> GIVEN INSTRUCTION
Reproduce every entry exactly as shown.

> ROWS

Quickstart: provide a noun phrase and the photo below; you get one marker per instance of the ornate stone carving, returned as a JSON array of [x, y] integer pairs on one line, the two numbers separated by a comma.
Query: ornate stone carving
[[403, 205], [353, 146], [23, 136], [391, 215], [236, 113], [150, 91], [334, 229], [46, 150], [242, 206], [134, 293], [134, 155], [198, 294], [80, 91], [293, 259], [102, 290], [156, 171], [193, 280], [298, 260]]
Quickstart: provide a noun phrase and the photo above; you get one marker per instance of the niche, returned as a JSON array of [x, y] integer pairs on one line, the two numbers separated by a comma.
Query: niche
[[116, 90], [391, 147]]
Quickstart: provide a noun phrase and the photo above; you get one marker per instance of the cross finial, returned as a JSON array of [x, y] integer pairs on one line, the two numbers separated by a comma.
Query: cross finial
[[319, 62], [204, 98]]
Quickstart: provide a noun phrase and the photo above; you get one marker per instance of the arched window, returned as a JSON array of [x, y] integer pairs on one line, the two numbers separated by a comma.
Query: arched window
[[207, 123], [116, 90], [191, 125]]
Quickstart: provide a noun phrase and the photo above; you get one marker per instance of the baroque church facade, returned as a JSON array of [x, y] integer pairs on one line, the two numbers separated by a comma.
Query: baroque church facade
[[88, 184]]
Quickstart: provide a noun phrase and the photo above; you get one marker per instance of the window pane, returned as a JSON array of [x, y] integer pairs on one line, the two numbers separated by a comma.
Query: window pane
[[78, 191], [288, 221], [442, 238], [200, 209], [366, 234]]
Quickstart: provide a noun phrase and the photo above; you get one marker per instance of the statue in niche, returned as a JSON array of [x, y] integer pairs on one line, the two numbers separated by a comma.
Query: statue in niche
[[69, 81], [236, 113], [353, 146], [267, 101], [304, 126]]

> RESPONSE BELOW
Quickstart: provide a noun phrase and the photo below; you get one marker per instance of the ornate stone carving, returned as a JSON array of [x, y] integer pairs on one line, the two numbers separated by a comma.
Query: ornate stone carving
[[403, 205], [353, 146], [23, 136], [391, 215], [236, 113], [150, 91], [334, 229], [46, 150], [242, 206], [134, 293], [134, 155], [198, 294], [80, 91], [293, 259], [102, 290], [156, 171], [193, 280], [298, 260]]
Quickstart: provide a noun phrase and the photo above; you get one marker per instance of the niche, returned as a JSON array of [x, y] integer pairs on one line, the two numbers separated by a comma.
Query: niche
[[116, 90], [391, 147]]
Quickstart: provide a noun phrase and the photo above; you get one marker per instance of the cross finial, returned as a JSON array of [x, y] integer pairs on one line, the two numbers separated by a comma.
Query: cross finial
[[319, 62], [204, 98]]
Quickstart: provide a noun phrase and the photo above; you get one marker per instance of the arched window, returned as a JSON array of [x, y] integer pairs on one line, the two numbers separated by a comma.
Query: arched window
[[207, 123], [116, 90], [191, 125]]
Quickstart: provide a noun phrase and the photo above; you get one marker per instance of the baroque church facade, returned as a JSON array of [x, y] integer pairs on one line, the two numbers separated by a comma.
Query: baroque church facade
[[88, 184]]
Quickstart: provide a noun phrase and the photo above; you get one marker per instance of the window pane, returned as a JSON array of [x, y] integer pairs on one line, the two numbers separated by a comma.
Query: window pane
[[78, 191], [288, 221], [442, 238], [200, 209], [366, 234]]
Quickstart: provide a noun phrase and the photo above; you get one marker per instance of the statue in niche, returned as a JSON array of [x, y] integer pairs on one line, the two numbers separated by a comma.
Query: statue in niche
[[69, 81], [236, 113], [353, 146], [267, 101], [304, 126]]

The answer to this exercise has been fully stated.